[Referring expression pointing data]
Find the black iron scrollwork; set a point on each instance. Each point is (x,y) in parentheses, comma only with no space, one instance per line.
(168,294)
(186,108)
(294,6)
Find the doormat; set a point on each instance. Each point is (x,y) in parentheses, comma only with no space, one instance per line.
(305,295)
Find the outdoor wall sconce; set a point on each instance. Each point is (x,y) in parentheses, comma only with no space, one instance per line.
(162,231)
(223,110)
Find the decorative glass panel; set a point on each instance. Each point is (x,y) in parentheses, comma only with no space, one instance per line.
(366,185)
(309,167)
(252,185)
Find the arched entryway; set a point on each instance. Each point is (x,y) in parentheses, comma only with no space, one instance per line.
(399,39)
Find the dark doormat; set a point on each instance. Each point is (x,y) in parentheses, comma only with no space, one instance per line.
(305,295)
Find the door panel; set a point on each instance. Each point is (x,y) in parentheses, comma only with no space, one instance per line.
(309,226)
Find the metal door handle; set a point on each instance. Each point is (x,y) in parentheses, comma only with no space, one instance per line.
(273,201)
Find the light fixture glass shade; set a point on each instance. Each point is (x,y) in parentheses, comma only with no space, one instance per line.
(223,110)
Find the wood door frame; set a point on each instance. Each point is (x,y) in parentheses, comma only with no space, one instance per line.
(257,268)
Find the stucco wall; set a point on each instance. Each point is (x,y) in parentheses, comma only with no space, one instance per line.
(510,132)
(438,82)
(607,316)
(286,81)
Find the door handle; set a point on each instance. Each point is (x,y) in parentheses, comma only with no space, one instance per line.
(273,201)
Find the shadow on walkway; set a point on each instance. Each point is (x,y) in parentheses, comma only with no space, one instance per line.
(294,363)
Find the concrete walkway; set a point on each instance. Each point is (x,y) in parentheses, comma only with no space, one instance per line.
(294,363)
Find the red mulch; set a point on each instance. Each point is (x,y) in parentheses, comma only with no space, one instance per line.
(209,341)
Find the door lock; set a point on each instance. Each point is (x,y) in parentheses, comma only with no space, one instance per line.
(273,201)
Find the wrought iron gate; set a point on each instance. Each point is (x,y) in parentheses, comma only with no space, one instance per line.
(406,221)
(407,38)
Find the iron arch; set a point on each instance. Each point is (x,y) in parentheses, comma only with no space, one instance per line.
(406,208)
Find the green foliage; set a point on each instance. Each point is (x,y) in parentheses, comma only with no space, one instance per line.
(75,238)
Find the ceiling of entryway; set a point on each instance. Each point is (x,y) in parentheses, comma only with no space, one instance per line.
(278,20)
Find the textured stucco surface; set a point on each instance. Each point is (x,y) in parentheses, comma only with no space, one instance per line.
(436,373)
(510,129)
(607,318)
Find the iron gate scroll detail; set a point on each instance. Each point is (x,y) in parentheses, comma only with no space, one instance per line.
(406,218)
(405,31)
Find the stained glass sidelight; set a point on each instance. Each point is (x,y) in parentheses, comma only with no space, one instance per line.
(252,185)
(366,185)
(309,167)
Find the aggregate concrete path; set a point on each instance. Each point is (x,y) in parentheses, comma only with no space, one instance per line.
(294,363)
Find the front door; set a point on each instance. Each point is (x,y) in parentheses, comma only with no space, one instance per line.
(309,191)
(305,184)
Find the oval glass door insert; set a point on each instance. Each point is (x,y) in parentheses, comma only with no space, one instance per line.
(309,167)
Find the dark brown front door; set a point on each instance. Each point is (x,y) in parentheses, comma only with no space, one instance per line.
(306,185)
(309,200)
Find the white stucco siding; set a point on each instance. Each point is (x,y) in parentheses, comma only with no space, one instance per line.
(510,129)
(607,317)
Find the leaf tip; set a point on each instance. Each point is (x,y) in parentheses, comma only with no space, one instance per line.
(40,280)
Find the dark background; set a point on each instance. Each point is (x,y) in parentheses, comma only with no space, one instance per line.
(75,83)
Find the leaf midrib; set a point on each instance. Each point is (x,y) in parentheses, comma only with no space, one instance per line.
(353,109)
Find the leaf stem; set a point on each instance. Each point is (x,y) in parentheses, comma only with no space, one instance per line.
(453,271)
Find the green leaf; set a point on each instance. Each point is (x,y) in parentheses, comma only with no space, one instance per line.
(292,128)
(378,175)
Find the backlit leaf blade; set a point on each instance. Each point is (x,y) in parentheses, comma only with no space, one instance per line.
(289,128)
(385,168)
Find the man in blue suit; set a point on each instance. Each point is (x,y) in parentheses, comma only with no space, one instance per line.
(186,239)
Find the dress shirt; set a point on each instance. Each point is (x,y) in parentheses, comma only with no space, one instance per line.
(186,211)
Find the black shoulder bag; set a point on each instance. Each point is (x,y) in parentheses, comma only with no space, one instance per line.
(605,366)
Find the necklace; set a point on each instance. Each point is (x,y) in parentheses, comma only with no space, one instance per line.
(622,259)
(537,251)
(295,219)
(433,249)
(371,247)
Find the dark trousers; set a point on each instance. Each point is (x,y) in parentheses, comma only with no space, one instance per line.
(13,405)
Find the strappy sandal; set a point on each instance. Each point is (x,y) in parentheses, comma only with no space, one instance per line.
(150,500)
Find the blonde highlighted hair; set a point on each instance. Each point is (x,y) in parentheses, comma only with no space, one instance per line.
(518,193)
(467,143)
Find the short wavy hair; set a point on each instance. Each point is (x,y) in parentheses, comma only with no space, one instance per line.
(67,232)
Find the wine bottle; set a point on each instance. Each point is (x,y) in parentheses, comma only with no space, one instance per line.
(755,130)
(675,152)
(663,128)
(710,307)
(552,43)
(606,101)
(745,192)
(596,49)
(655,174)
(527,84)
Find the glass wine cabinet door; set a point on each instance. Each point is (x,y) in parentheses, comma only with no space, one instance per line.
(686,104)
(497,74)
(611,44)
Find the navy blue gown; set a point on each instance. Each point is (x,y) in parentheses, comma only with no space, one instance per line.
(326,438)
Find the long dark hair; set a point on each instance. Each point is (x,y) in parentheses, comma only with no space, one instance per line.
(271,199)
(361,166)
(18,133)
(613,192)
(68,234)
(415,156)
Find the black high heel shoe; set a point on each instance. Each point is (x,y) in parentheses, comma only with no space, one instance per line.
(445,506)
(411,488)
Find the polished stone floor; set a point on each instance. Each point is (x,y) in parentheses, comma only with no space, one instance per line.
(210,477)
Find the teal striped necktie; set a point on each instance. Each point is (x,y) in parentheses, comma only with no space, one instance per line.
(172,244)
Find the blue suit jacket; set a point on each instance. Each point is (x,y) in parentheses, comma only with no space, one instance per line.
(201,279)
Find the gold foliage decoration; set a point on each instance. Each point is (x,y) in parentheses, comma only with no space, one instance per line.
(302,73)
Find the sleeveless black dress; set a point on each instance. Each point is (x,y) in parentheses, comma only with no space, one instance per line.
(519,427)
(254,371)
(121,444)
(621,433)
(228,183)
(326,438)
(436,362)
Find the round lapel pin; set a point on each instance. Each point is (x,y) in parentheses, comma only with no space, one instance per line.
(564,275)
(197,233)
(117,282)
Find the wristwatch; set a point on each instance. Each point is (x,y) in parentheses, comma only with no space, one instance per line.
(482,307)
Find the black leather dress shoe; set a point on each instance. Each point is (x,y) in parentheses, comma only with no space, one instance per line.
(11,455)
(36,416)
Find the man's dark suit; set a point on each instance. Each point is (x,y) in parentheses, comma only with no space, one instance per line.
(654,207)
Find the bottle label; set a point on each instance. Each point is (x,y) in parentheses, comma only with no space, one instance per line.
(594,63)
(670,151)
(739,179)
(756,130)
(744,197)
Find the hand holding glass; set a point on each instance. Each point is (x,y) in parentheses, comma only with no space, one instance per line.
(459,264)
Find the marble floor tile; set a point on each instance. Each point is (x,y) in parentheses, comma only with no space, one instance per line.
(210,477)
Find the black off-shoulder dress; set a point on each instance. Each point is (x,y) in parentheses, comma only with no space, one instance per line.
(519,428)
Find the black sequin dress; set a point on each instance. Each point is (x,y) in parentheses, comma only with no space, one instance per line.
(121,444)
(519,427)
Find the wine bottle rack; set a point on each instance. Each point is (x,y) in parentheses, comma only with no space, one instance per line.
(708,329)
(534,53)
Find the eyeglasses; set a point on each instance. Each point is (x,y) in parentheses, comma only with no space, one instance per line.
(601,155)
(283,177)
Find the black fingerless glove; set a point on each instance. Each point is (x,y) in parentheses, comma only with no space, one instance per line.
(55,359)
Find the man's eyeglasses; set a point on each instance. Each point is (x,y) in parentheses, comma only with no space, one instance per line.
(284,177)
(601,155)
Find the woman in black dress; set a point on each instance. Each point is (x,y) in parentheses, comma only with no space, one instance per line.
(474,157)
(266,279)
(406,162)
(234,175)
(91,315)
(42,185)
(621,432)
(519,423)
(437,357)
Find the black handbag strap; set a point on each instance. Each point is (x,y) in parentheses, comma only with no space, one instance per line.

## Problem requirements
Starting at the line that contains "Find the bottle", write out every line to the end of the entries, exactly as given.

## Solution to this exercise
Find the bottle label; set a point on each instance. Each point is (x,y) in parentheses, comma only with no space, one instance per line.
(594,63)
(670,151)
(739,179)
(756,130)
(744,197)
Find the hand holding glass; set a point on each instance. Each point is (x,y) in parentheses, comma only with no space, one instance per line.
(459,264)
Find the marble floor tile; set a point on each instance. Each point is (x,y) in parentheses, comma only with no space, one instance per line.
(210,477)
Find the black off-shoulder dress; set a point on each instance. Each point is (x,y) in parentheses, comma only with no space, one instance per line.
(519,428)
Find the black sequin dress; set a point on each instance. Each point is (x,y) in parentheses, comma only with no space, one instance per line.
(121,444)
(519,427)
Find the wine bottle rack; set a point on each instance. Each point is (x,y) in parentheses, comma only with no space, one instance per line.
(708,329)
(534,53)
Find the eyeglasses; set a point on each instance. Each point is (x,y) in parentheses, comma only with no space, one instance per line.
(601,155)
(283,177)
Find the black fingerless glove; set a point on each instance. Each point is (x,y) in parentheses, comma only with no space, one instance per line.
(55,359)
Find the man's eyeglasses; set a point on each instance. Each point is (x,y) in parentheses, comma only with no space, one instance per line.
(284,177)
(601,155)
Find the woman in black dress; set a point on each instance. Each point is (x,y) in parentheses, comma only with no space, one instance per line.
(474,157)
(266,279)
(406,162)
(234,175)
(91,315)
(42,185)
(621,432)
(519,423)
(437,357)
Find the black handbag strap; set a point on each instance. Each point is (x,y) in parentheses, comma only with no space, one instance per line.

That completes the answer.